[Records from a dataset]

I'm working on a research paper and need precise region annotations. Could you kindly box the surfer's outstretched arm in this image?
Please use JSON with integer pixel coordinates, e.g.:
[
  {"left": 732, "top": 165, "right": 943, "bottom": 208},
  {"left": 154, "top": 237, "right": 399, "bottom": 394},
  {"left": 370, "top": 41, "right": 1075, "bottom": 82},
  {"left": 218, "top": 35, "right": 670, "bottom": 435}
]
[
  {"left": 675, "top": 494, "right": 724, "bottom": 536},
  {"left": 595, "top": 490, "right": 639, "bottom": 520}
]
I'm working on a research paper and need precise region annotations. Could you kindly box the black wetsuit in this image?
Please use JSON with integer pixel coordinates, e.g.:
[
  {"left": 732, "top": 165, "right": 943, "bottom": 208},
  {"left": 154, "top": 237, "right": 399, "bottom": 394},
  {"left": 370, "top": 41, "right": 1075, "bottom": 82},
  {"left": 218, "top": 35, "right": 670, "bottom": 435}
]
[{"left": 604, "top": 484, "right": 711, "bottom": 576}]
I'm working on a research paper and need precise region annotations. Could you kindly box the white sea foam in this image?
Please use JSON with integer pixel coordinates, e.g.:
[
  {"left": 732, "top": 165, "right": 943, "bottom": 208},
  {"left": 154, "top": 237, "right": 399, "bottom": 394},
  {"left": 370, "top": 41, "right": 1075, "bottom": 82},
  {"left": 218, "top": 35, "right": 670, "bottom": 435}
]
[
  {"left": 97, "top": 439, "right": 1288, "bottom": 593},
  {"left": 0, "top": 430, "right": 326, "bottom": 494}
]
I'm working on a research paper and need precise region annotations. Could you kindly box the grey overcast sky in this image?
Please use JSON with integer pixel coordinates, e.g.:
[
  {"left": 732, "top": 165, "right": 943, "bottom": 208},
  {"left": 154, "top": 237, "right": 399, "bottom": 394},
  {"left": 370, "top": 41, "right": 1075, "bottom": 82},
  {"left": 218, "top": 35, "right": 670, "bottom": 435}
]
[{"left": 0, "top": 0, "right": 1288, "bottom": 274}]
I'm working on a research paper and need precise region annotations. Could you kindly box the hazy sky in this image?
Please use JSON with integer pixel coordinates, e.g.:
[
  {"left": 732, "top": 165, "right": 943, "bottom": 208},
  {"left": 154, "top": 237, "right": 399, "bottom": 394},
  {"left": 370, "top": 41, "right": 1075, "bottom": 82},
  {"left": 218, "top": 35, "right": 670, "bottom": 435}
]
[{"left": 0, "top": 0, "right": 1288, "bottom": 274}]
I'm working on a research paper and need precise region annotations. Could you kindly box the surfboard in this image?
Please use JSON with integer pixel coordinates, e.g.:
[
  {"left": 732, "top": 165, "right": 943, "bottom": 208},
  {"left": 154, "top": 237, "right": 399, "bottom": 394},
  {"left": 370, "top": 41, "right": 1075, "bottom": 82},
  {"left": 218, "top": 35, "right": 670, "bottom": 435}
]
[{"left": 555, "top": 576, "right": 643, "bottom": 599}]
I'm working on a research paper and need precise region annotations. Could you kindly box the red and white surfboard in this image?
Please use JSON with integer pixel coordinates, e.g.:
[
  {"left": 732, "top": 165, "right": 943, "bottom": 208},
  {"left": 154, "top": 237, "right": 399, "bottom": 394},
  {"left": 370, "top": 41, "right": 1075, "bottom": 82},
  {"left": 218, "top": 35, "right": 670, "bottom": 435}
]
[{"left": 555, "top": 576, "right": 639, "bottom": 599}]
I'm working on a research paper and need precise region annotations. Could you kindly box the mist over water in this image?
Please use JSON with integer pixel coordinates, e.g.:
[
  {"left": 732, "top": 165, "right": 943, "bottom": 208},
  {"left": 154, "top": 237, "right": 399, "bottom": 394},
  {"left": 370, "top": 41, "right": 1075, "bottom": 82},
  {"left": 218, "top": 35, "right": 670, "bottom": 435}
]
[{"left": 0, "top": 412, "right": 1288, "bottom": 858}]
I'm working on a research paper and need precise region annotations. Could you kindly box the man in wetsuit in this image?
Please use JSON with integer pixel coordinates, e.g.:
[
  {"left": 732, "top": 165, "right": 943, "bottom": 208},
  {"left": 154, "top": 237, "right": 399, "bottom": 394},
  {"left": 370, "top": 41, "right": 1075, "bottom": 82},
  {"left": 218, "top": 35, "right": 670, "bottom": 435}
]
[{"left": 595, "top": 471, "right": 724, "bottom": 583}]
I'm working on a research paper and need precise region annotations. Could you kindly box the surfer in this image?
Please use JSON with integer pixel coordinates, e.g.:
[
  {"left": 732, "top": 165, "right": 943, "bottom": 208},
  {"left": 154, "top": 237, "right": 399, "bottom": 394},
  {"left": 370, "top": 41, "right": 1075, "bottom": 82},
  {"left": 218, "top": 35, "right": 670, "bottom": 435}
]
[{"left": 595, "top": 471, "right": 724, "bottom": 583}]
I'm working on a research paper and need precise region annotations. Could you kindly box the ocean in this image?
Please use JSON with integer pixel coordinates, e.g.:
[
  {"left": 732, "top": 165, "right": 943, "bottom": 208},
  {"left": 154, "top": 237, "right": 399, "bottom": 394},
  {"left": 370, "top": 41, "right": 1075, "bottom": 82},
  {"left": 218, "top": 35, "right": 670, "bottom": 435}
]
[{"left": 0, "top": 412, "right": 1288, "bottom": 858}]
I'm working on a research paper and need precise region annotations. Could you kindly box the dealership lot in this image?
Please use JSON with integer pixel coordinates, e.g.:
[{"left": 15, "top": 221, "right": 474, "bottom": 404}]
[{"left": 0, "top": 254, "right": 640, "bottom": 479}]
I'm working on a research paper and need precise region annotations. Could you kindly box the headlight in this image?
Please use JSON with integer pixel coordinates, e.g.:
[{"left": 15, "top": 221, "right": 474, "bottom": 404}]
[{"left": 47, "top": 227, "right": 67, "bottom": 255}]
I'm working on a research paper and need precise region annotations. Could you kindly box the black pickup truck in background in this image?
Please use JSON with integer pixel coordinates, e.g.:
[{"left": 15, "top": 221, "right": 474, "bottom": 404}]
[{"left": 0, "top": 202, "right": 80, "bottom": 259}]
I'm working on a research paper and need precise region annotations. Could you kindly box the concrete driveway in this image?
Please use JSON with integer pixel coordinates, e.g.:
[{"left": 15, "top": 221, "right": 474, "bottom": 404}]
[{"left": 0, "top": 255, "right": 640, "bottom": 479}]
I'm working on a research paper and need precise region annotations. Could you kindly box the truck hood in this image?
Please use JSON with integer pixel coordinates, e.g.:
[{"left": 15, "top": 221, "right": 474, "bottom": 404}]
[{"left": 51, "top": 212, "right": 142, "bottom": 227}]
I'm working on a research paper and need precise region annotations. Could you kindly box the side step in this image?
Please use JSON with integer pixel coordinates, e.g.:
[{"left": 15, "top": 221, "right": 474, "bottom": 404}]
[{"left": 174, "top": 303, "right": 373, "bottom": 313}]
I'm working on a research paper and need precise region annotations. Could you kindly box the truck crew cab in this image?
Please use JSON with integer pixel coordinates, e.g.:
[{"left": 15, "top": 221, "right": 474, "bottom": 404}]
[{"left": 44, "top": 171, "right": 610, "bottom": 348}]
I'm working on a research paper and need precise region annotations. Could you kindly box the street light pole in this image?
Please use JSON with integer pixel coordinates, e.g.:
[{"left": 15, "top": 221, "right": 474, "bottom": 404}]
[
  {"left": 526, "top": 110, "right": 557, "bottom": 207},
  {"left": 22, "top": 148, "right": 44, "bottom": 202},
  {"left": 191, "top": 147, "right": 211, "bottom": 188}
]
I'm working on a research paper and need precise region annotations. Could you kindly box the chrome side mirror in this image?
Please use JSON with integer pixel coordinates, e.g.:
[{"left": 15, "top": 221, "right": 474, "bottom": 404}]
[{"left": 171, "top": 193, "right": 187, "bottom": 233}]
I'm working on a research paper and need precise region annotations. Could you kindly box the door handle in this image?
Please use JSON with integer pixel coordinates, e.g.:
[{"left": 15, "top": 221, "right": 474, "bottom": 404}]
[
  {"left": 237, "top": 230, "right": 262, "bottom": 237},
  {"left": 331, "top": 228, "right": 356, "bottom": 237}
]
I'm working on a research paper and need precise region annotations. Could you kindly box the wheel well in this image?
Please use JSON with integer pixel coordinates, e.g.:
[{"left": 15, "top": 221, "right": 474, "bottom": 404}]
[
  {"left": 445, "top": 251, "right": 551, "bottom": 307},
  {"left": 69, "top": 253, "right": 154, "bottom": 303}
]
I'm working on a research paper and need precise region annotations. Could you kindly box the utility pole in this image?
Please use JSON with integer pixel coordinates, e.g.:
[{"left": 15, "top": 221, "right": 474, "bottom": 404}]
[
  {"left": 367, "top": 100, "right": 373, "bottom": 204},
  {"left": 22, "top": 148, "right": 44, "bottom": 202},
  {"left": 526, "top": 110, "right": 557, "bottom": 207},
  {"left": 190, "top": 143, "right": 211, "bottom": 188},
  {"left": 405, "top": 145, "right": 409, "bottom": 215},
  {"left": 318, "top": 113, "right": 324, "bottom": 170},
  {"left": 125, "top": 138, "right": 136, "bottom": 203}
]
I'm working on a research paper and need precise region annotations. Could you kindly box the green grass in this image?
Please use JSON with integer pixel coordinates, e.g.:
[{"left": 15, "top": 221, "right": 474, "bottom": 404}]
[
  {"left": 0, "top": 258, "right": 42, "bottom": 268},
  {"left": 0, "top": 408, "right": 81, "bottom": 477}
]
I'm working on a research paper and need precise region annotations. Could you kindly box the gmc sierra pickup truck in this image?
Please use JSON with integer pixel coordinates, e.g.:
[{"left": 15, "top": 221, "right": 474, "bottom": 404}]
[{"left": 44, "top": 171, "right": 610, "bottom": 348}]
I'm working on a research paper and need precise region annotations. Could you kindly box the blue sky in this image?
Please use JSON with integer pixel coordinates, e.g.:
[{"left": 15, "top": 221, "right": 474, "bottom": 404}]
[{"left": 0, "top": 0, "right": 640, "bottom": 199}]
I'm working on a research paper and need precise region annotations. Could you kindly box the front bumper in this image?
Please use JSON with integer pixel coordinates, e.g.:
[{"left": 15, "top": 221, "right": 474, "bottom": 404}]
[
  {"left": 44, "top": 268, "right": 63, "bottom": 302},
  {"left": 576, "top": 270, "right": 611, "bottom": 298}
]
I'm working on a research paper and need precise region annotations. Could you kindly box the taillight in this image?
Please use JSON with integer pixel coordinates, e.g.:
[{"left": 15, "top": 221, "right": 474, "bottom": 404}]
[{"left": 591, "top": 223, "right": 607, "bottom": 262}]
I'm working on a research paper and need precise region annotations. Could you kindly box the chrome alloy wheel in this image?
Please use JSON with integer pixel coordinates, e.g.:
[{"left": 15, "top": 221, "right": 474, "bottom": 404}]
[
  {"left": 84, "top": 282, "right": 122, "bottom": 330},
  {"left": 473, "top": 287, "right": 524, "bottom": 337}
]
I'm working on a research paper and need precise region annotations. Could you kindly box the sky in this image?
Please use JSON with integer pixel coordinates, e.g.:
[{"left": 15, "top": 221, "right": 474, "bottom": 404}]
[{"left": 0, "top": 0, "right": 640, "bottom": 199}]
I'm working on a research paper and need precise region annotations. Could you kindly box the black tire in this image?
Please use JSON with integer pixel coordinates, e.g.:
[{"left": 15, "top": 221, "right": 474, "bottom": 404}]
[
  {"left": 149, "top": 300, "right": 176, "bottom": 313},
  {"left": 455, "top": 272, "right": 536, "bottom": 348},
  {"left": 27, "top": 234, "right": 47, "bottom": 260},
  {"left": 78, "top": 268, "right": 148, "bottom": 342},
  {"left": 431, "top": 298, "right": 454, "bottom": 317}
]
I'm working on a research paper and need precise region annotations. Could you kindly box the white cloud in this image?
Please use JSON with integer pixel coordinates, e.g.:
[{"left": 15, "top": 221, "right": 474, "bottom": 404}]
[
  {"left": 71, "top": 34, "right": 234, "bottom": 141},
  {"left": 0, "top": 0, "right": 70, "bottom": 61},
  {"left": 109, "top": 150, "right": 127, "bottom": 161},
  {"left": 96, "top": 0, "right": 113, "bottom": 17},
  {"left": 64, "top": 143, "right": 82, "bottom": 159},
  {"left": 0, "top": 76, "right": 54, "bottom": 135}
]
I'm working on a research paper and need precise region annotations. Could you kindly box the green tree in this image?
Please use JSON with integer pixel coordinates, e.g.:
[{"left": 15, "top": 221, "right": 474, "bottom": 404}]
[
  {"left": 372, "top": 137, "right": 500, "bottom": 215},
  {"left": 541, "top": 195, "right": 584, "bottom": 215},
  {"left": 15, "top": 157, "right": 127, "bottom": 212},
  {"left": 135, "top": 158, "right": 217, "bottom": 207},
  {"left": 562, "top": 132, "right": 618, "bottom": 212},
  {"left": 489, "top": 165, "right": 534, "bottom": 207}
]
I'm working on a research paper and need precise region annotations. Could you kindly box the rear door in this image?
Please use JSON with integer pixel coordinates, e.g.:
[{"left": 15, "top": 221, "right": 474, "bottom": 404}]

» **Your goal**: Count the lines in the records above that contain the string "truck", treating uppercase and lowercase as different, and reply with only that number.

» **Solution for this problem**: 4